What is required — Retype all the data word for word.

The input —
---------------
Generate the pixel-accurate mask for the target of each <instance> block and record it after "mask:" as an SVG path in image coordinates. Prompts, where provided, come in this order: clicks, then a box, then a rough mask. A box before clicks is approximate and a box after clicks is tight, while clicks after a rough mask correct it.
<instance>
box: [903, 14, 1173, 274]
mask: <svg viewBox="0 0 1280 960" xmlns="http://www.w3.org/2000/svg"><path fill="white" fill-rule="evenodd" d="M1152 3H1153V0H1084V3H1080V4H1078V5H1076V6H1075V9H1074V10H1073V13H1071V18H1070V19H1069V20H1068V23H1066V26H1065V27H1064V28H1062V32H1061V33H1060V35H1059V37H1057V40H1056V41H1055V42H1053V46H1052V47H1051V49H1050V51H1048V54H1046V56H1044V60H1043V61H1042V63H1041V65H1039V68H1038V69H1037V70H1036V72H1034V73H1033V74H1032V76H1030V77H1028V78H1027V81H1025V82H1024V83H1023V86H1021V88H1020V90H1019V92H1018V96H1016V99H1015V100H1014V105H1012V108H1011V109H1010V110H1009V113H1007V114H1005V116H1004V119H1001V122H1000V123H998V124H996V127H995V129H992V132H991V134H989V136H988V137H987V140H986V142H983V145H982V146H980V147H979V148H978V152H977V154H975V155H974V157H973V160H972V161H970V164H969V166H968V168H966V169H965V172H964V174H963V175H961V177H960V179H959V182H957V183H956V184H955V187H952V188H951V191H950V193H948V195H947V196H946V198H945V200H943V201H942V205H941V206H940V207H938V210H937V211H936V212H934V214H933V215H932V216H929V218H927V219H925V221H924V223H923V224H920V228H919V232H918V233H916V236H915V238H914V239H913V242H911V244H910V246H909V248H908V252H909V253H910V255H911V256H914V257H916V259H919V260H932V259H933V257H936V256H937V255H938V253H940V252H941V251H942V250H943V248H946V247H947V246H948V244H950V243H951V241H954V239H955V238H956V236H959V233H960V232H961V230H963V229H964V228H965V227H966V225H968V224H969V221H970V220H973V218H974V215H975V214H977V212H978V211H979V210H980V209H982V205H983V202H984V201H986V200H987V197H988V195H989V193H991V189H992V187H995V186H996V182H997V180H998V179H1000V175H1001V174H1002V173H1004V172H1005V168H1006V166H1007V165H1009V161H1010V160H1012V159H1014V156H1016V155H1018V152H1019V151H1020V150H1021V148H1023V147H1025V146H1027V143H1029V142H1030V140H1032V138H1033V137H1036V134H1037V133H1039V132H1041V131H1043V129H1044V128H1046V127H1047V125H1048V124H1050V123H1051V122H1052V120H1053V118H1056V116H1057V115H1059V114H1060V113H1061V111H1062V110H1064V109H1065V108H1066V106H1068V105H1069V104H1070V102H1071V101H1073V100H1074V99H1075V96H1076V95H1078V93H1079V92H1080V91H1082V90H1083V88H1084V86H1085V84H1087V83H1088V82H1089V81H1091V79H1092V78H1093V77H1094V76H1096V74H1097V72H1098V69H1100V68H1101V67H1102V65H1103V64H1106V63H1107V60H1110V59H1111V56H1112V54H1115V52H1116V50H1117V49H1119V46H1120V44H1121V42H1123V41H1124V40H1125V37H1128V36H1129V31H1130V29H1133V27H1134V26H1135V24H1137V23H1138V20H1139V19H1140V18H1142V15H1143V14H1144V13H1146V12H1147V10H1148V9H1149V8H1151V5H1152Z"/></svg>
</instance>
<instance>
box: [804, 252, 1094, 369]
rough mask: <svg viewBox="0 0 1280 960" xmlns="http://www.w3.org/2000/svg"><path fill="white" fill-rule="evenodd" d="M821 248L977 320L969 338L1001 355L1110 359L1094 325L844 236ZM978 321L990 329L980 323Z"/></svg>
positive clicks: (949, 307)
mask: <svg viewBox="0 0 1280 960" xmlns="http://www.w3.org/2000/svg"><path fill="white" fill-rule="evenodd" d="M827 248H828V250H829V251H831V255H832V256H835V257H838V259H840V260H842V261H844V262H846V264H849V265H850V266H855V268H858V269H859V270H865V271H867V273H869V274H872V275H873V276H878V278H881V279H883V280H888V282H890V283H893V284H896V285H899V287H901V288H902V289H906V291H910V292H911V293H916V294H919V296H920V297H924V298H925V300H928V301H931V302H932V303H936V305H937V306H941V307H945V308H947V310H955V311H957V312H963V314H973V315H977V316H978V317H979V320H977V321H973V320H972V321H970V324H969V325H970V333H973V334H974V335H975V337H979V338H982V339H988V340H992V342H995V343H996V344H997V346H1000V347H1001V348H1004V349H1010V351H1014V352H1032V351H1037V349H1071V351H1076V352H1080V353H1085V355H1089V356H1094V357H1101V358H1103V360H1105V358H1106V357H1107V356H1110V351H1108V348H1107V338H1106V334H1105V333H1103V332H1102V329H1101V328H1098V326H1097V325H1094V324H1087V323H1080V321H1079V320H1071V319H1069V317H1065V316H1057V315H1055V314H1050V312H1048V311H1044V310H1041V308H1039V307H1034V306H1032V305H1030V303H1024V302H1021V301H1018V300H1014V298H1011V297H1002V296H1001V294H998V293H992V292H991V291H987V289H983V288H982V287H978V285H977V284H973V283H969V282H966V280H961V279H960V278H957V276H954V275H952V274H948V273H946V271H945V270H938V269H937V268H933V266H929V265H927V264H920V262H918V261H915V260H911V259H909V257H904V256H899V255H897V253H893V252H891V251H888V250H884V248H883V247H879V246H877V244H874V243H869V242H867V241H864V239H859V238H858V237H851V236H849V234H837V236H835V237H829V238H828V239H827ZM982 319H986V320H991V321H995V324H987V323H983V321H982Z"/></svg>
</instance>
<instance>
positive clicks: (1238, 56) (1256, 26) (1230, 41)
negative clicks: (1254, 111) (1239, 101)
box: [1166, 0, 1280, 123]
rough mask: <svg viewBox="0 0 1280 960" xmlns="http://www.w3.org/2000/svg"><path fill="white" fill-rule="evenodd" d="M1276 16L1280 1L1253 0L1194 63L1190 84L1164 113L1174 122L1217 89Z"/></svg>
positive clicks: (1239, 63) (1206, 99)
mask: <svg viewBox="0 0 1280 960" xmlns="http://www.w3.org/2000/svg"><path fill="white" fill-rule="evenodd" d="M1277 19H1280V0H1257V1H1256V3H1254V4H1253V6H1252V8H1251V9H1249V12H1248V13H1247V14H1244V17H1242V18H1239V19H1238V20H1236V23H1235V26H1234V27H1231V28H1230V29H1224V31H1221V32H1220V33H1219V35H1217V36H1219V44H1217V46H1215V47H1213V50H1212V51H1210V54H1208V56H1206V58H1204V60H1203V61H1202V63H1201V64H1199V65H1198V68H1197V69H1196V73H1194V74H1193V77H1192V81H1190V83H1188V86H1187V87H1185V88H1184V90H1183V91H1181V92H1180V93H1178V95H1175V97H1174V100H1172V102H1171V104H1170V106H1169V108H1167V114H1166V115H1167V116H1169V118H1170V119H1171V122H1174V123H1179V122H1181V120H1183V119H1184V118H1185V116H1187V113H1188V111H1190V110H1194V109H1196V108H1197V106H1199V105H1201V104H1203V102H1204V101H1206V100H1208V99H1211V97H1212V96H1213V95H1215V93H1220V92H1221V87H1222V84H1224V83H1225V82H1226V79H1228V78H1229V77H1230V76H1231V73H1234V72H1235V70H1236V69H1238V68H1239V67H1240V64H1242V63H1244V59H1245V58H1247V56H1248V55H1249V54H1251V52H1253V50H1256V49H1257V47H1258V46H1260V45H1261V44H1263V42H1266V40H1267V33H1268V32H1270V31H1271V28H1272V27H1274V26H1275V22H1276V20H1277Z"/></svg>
---------------
Written solution —
Generate the pixel-accurate mask for the target of each <instance> block and record it after "mask:" as an SVG path in image coordinates. Prompts, where provided, come in this order: clicks, then a box, then a rough mask. A box before clicks is approximate and a box after clicks is tight, while clicks after a rough mask correct it.
<instance>
box: [903, 14, 1173, 274]
mask: <svg viewBox="0 0 1280 960" xmlns="http://www.w3.org/2000/svg"><path fill="white" fill-rule="evenodd" d="M1152 3H1153V0H1084V3H1080V4H1078V5H1076V6H1075V9H1074V10H1073V13H1071V18H1070V19H1069V20H1068V23H1066V26H1065V27H1064V28H1062V32H1061V33H1060V35H1059V37H1057V40H1056V41H1055V42H1053V46H1052V47H1051V49H1050V51H1048V54H1046V56H1044V60H1043V61H1042V63H1041V65H1039V68H1038V69H1037V70H1036V72H1034V73H1033V74H1032V76H1030V77H1028V78H1027V81H1025V82H1024V83H1023V86H1021V88H1020V90H1019V92H1018V96H1016V99H1015V100H1014V105H1012V108H1011V109H1010V110H1009V113H1007V114H1005V116H1004V119H1001V122H1000V123H998V124H996V127H995V129H992V132H991V134H989V136H988V137H987V140H986V142H983V145H982V146H980V147H979V148H978V152H977V154H975V155H974V157H973V160H972V161H970V164H969V166H968V168H966V169H965V172H964V174H963V175H961V177H960V179H959V182H957V183H956V184H955V187H952V188H951V191H950V193H948V195H947V196H946V198H945V200H943V201H942V205H941V206H940V207H938V210H937V211H936V212H934V214H933V215H932V216H929V218H927V219H925V221H924V223H923V224H920V228H919V232H918V233H916V236H915V238H914V239H913V242H911V244H910V246H909V248H908V252H909V253H910V255H911V256H914V257H916V259H919V260H932V259H933V257H936V256H937V255H938V253H940V252H941V251H942V250H943V248H946V247H947V246H948V244H950V243H951V241H954V239H955V238H956V236H959V233H960V232H961V230H963V229H964V228H965V227H966V225H968V224H969V221H970V220H973V218H974V215H975V214H977V212H978V211H979V210H980V209H982V205H983V202H984V201H986V200H987V197H988V195H989V193H991V189H992V187H995V186H996V182H997V180H998V179H1000V175H1001V174H1002V173H1004V172H1005V168H1006V166H1007V165H1009V161H1010V160H1012V159H1014V156H1016V155H1018V152H1019V151H1020V150H1021V148H1023V147H1025V146H1027V143H1029V142H1030V140H1032V138H1033V137H1036V134H1037V133H1039V132H1041V131H1043V129H1044V128H1046V127H1047V125H1048V124H1050V123H1051V122H1052V120H1053V118H1056V116H1057V115H1059V114H1060V113H1061V111H1062V110H1064V109H1065V108H1066V106H1068V105H1069V104H1070V102H1071V101H1073V100H1074V99H1075V96H1076V95H1078V93H1079V92H1080V91H1082V90H1083V88H1084V86H1085V84H1087V83H1088V82H1089V81H1091V79H1092V78H1093V77H1094V76H1096V74H1097V72H1098V69H1100V68H1101V67H1102V65H1103V64H1106V63H1107V60H1110V59H1111V56H1112V54H1115V52H1116V50H1117V49H1119V46H1120V44H1121V42H1123V41H1124V40H1125V37H1128V36H1129V31H1130V29H1133V27H1134V26H1135V24H1137V23H1138V20H1139V19H1140V18H1142V15H1143V14H1144V13H1146V12H1147V10H1148V9H1149V8H1151V5H1152Z"/></svg>
</instance>
<instance>
box: [804, 252, 1094, 369]
rough mask: <svg viewBox="0 0 1280 960" xmlns="http://www.w3.org/2000/svg"><path fill="white" fill-rule="evenodd" d="M821 248L977 320L969 338L1001 355L1110 359L1094 325L844 236ZM978 321L990 329L980 323Z"/></svg>
positive clicks: (949, 307)
mask: <svg viewBox="0 0 1280 960" xmlns="http://www.w3.org/2000/svg"><path fill="white" fill-rule="evenodd" d="M827 248H828V250H829V251H831V255H832V256H835V257H838V259H840V260H842V261H844V262H846V264H849V265H850V266H855V268H858V269H859V270H865V271H867V273H869V274H872V275H873V276H878V278H881V279H883V280H888V282H890V283H893V284H896V285H899V287H901V288H902V289H906V291H910V292H911V293H916V294H919V296H920V297H924V298H925V300H928V301H931V302H932V303H936V305H937V306H941V307H945V308H947V310H955V311H957V312H963V314H973V315H977V316H978V317H979V320H977V321H973V320H972V321H970V324H969V325H970V333H973V334H974V335H975V337H979V338H982V339H988V340H992V342H995V343H996V344H997V346H1000V347H1001V348H1004V349H1010V351H1014V352H1032V351H1037V349H1071V351H1076V352H1080V353H1085V355H1089V356H1094V357H1101V358H1103V360H1105V358H1106V357H1107V356H1110V351H1108V348H1107V338H1106V334H1105V333H1103V332H1102V329H1101V328H1098V326H1097V325H1094V324H1087V323H1080V321H1079V320H1071V319H1069V317H1065V316H1057V315H1055V314H1050V312H1048V311H1044V310H1041V308H1039V307H1034V306H1032V305H1030V303H1024V302H1021V301H1018V300H1014V298H1011V297H1002V296H1001V294H998V293H992V292H991V291H987V289H983V288H982V287H978V285H977V284H973V283H969V282H966V280H961V279H960V278H957V276H954V275H952V274H948V273H946V271H945V270H938V269H937V268H933V266H929V265H927V264H920V262H918V261H915V260H911V259H909V257H904V256H899V255H897V253H893V252H891V251H888V250H884V248H883V247H879V246H877V244H874V243H869V242H867V241H864V239H859V238H858V237H851V236H849V234H837V236H835V237H829V238H828V239H827ZM982 319H986V320H991V321H995V324H987V323H983V321H982Z"/></svg>
</instance>
<instance>
positive clicks: (1238, 56) (1256, 26) (1230, 41)
negative clicks: (1254, 111) (1239, 101)
box: [1166, 0, 1280, 123]
rough mask: <svg viewBox="0 0 1280 960" xmlns="http://www.w3.org/2000/svg"><path fill="white" fill-rule="evenodd" d="M1276 16L1280 1L1253 0L1194 63L1190 84L1164 113L1174 122L1217 89Z"/></svg>
positive clicks: (1239, 63) (1206, 99)
mask: <svg viewBox="0 0 1280 960" xmlns="http://www.w3.org/2000/svg"><path fill="white" fill-rule="evenodd" d="M1277 19H1280V0H1257V1H1256V3H1254V4H1253V6H1252V8H1251V9H1249V12H1248V13H1247V14H1244V17H1242V18H1239V19H1238V20H1236V23H1235V26H1234V27H1231V28H1230V29H1224V31H1221V32H1220V33H1219V35H1217V36H1219V44H1217V46H1215V47H1213V50H1212V51H1210V54H1208V56H1206V58H1204V60H1203V61H1202V63H1201V64H1199V65H1198V68H1197V69H1196V73H1194V74H1193V77H1192V81H1190V83H1188V86H1187V87H1185V88H1184V90H1183V91H1181V92H1180V93H1178V95H1175V97H1174V100H1172V102H1171V104H1170V106H1169V108H1167V114H1166V115H1167V116H1169V118H1170V119H1171V122H1174V123H1179V122H1181V120H1183V119H1184V118H1185V116H1187V113H1188V111H1190V110H1194V109H1196V108H1197V106H1199V105H1201V104H1203V102H1204V101H1206V100H1208V99H1211V97H1212V96H1213V95H1215V93H1220V92H1221V87H1222V84H1224V83H1225V82H1226V79H1228V78H1229V77H1230V76H1231V73H1234V72H1235V70H1236V69H1238V68H1239V67H1240V64H1242V63H1244V59H1245V58H1247V56H1248V55H1249V54H1251V52H1253V50H1256V49H1257V47H1258V46H1260V45H1261V44H1263V42H1266V40H1267V33H1268V32H1270V31H1271V28H1272V27H1274V26H1275V22H1276V20H1277Z"/></svg>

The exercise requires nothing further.